Lay out every line of the material below as a Markdown table with the columns Row and Line. Number each row and leave out blank lines.

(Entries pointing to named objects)
■ ■ ■
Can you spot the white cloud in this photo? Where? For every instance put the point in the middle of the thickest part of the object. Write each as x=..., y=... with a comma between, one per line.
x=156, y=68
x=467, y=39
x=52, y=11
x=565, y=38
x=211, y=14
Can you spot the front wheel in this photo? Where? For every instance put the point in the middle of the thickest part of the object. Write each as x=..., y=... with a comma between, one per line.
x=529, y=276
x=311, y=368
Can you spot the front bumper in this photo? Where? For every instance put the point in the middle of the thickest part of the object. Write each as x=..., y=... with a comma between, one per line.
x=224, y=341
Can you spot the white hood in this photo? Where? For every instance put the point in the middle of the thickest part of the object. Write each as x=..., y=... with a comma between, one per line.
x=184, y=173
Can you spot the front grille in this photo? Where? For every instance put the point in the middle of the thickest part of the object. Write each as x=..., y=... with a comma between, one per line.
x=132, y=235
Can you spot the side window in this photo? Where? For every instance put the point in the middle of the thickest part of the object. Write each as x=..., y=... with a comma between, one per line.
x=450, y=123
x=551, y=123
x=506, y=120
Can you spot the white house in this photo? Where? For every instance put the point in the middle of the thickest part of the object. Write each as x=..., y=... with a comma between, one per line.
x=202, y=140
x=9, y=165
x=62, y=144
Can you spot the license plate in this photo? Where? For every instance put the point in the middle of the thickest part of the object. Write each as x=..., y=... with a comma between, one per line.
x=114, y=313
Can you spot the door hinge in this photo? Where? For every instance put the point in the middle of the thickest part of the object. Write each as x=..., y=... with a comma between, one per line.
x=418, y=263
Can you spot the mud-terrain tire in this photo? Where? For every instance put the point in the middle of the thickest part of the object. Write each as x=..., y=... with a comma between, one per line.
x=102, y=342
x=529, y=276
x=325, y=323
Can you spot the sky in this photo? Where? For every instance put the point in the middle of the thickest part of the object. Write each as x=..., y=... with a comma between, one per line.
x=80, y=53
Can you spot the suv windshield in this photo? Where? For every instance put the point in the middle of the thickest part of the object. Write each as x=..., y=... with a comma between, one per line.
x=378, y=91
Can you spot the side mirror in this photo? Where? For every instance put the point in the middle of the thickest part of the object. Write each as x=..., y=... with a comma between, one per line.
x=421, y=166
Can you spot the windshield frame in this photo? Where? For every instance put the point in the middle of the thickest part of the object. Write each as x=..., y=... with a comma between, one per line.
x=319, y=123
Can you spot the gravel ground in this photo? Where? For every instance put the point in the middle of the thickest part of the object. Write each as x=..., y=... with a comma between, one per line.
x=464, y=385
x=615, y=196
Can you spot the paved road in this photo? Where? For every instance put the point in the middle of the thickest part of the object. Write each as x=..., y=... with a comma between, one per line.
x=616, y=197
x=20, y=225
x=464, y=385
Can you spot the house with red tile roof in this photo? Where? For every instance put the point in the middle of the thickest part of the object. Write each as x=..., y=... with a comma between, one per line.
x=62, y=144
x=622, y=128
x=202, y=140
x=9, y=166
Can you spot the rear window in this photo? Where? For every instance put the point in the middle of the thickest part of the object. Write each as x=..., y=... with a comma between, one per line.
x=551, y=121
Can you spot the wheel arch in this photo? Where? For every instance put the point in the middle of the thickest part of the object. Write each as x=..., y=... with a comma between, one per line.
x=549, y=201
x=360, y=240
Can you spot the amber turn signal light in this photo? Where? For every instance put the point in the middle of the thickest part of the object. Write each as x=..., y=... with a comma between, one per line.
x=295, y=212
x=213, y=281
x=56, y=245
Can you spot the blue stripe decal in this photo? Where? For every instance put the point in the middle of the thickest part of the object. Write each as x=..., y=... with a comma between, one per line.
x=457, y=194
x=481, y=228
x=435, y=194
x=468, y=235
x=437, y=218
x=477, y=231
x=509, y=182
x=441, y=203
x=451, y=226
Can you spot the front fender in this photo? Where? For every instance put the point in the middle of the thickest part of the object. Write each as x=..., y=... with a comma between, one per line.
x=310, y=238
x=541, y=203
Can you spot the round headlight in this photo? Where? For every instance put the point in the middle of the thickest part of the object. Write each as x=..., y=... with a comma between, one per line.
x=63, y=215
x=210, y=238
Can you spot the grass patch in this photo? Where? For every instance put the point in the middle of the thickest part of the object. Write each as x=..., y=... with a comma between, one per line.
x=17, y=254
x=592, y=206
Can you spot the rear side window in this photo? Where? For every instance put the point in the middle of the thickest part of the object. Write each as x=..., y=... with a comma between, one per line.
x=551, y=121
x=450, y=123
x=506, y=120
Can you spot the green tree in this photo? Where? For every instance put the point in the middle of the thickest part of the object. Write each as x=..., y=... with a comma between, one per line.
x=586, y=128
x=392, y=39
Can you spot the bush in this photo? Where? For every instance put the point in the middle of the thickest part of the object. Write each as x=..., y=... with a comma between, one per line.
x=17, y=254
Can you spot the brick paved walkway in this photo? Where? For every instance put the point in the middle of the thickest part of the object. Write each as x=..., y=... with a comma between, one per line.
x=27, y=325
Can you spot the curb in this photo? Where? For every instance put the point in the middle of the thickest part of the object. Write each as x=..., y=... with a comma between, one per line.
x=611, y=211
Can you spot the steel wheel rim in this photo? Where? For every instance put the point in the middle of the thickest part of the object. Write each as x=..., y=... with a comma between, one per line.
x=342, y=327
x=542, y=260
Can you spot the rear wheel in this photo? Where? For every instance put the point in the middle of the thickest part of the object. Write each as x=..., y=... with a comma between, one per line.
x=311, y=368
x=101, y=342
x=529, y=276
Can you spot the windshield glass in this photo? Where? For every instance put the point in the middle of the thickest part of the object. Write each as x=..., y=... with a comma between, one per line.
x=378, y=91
■ ■ ■
### Correct output
| Row | Line |
|---|---|
| 1 | Can you spot the white cloud in this photo? Where? For every instance put the point in the middle of the thickest part of the object. Write each as x=..., y=... with a comma between, one per line. |
| 2 | x=156, y=68 |
| 3 | x=467, y=39 |
| 4 | x=52, y=11 |
| 5 | x=565, y=38 |
| 6 | x=211, y=14 |
| 7 | Can you spot the front wheel in this photo? Where? For every instance put the point in the middle of the thickest part of the object. Write each as x=..., y=... with a comma between, one per line. |
| 8 | x=529, y=276 |
| 9 | x=311, y=368 |
| 10 | Can you spot the front bumper in this photo? Where? For every instance put the point in the middle of the thickest part of the object. Write each as x=..., y=... with a comma between, one per line. |
| 11 | x=224, y=341 |
| 12 | Can you spot the white hood in this photo? Where? For every instance put the point in the middle of the thickest part of the object. Write each as x=..., y=... with a comma between, one per line. |
| 13 | x=184, y=173 |
| 14 | Can you spot the front grille in this photo? Where? For every instance put the point in the middle of the thickest part of the object. Write each as x=..., y=... with a comma between, one per line. |
| 15 | x=132, y=235 |
| 16 | Can you spot the side window in this photo? Where? For every instance put the point in the middle of the thickest part of the object. Write each as x=..., y=... with a comma between, one per line. |
| 17 | x=450, y=123 |
| 18 | x=551, y=123 |
| 19 | x=506, y=120 |
| 20 | Can you spot the white house in this photo? Where? For every instance put the point in the middle of the thickest part of the object. Write each as x=..., y=... with a comma between, one per line. |
| 21 | x=202, y=140 |
| 22 | x=9, y=165 |
| 23 | x=62, y=144 |
| 24 | Can you spot the license plate in this photo? Where? For every instance put the point in the middle of the thickest part of the object. Write each as x=..., y=... with a comma between, one per line. |
| 25 | x=114, y=313 |
| 26 | Can you spot the door hinge in this photo? Where? For every instance put the point in the middle of the thickest part of the object. Write each as x=..., y=... with a comma between, one per line. |
| 27 | x=418, y=263 |
| 28 | Can you spot the mud-terrain tire in this photo? Where? For every instance put the point in the middle of the thickest part of the object. Write each as x=..., y=... with a comma between, one per line. |
| 29 | x=102, y=342 |
| 30 | x=529, y=276 |
| 31 | x=325, y=323 |
| 32 | Can you spot the sky in this photo? Where? For every instance put the point in the middle of the thickest part of the object. Write each as x=..., y=... with a comma between, one per line. |
| 33 | x=80, y=53 |
| 34 | Can you spot the suv windshield in this photo? Where? For every instance put the point in the middle of the thickest part of the object. Write each as x=..., y=... with a comma between, one per line. |
| 35 | x=378, y=91 |
| 36 | Can you spot the side mirror in this photo? Where? For every instance put the point in the middle of the thickest part of the object. Write each as x=..., y=... with a comma between, one per line. |
| 37 | x=421, y=166 |
| 38 | Can you spot the windshield frame in this photo? Where? For every instance put the point in the middle of the thickest part of the object. Write each as x=..., y=... with a comma between, one per line. |
| 39 | x=319, y=123 |
| 40 | Can you spot the gravel ground in this photo? Where? For every instance put the point in the middle of the thickest part of the object. Write each as x=..., y=... with a comma between, one per line. |
| 41 | x=464, y=385 |
| 42 | x=615, y=196 |
| 43 | Can you spot the paved road in this photo? Where? For every instance put the point in the middle of the thickest part of the object. Write each as x=..., y=... with a comma between, one per line. |
| 44 | x=616, y=197 |
| 45 | x=20, y=225 |
| 46 | x=464, y=385 |
| 47 | Can you spot the house with red tile roof in this photo? Where? For every instance put the point in the middle of the thickest part of the object. Write each as x=..., y=... with a comma between, one per line. |
| 48 | x=62, y=144 |
| 49 | x=622, y=128 |
| 50 | x=202, y=140 |
| 51 | x=9, y=166 |
| 52 | Can you spot the rear window in this photo? Where? For every instance put the point in the middle of the thickest part of the object. Write each as x=..., y=... with a comma between, one per line. |
| 53 | x=551, y=121 |
| 54 | Can you spot the wheel arch in this photo? Where? For every instance put the point in the middle of the thickest part of the object. Write each as x=..., y=... with a comma between, one per line. |
| 55 | x=549, y=201 |
| 56 | x=360, y=240 |
| 57 | Can you spot the amber turn signal light in this photo? Where? For every instance put the point in the middle of the thickest part of the object. Write each as x=..., y=... with a comma between, one per line. |
| 58 | x=295, y=212 |
| 59 | x=213, y=281 |
| 60 | x=56, y=245 |
| 61 | Can you spot the blue stripe decal in this photo? Where? For every instance put the point in the middle of the thickest part of the object. Write each as x=..., y=... with a comma between, one per line. |
| 62 | x=457, y=194 |
| 63 | x=481, y=228 |
| 64 | x=435, y=194 |
| 65 | x=468, y=235 |
| 66 | x=437, y=218 |
| 67 | x=477, y=231 |
| 68 | x=509, y=182 |
| 69 | x=441, y=203 |
| 70 | x=451, y=226 |
| 71 | Can you spot the front fender in this photo? Where? For every instance put the point in the middle of the thickest part of the object. Write each as x=..., y=... with a comma between, one per line. |
| 72 | x=310, y=238 |
| 73 | x=541, y=203 |
| 74 | Can you spot the round headlight in this photo? Where? For every instance put the point in the middle of the thickest part of the object. Write each as x=..., y=... with a comma between, one per line. |
| 75 | x=63, y=215 |
| 76 | x=210, y=238 |
| 77 | Can you spot the grass patch in this photo? Where? For every instance put the point in the middle of the thickest part of the object. Write each as x=..., y=... with a comma between, one per line. |
| 78 | x=17, y=254 |
| 79 | x=592, y=206 |
| 80 | Can you spot the rear side window in this photo? Where? For every instance put the point in the middle of the thickest part of the object. Write each as x=..., y=... with a comma between, one per line. |
| 81 | x=551, y=121 |
| 82 | x=450, y=123 |
| 83 | x=506, y=120 |
| 84 | Can you spot the green tree in this photo? Where? For every instance put the point in the middle of the thickest part of the object. Write each as x=..., y=... with a comma between, one per line. |
| 85 | x=586, y=128 |
| 86 | x=392, y=39 |
| 87 | Can you spot the bush in this photo? Where? For every instance put the point in the middle of the thickest part of the object. Write each as x=..., y=... with a comma between, one per line. |
| 88 | x=17, y=254 |
| 89 | Can you spot the brick paved walkway in this photo? Where? For every instance put the point in the middle of the thickest part of the object. Write each as x=..., y=... with a comma between, one per line. |
| 90 | x=27, y=325 |
| 91 | Can you spot the curb in this photo? Where? For every instance put the point in the middle of the thickest part of the object. Write each as x=..., y=... with a comma between, one per line. |
| 92 | x=611, y=211 |
| 93 | Can you spot the steel wheel rim in this photo? Where? For every instance put the point in the middle of the thickest part of the object. Write each as x=..., y=... with a comma between, one per line. |
| 94 | x=342, y=327 |
| 95 | x=542, y=260 |
| 96 | Can you spot the rear wheel in this photo? Where? For every instance put the point in the middle of the thickest part of the object. Write each as x=..., y=... with a comma between, one per line. |
| 97 | x=311, y=368 |
| 98 | x=101, y=342 |
| 99 | x=529, y=276 |
| 100 | Can you spot the windshield glass in this photo? Where? For every instance put the point in the middle of the thickest part of the object. Write each as x=..., y=... with a comma between, one per line. |
| 101 | x=378, y=91 |